* **Directions**: Rewrite all the lines below as a numbered list, skipping any blank lines and leaving out the pictures.

-- start of Provided records --

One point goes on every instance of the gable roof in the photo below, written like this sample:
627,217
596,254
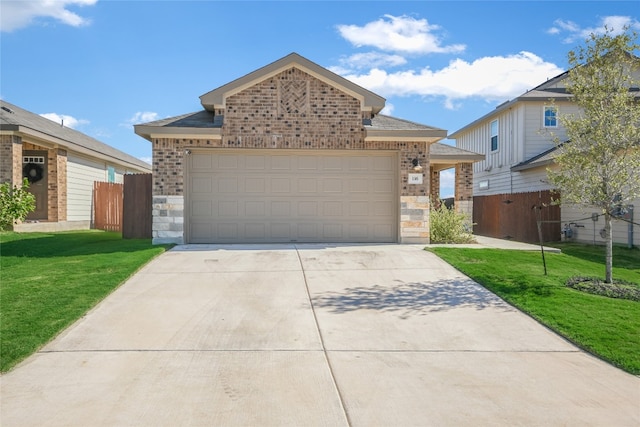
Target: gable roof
553,88
16,119
383,127
369,101
543,159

-- end of Provided records --

* **The result**:
1. One point goes on every instance of the gable roof in the photo below, written like this sample:
2. 627,217
3. 596,254
4. Target: gable roof
5. 553,88
6. 16,119
7. 383,127
8. 369,101
9. 543,159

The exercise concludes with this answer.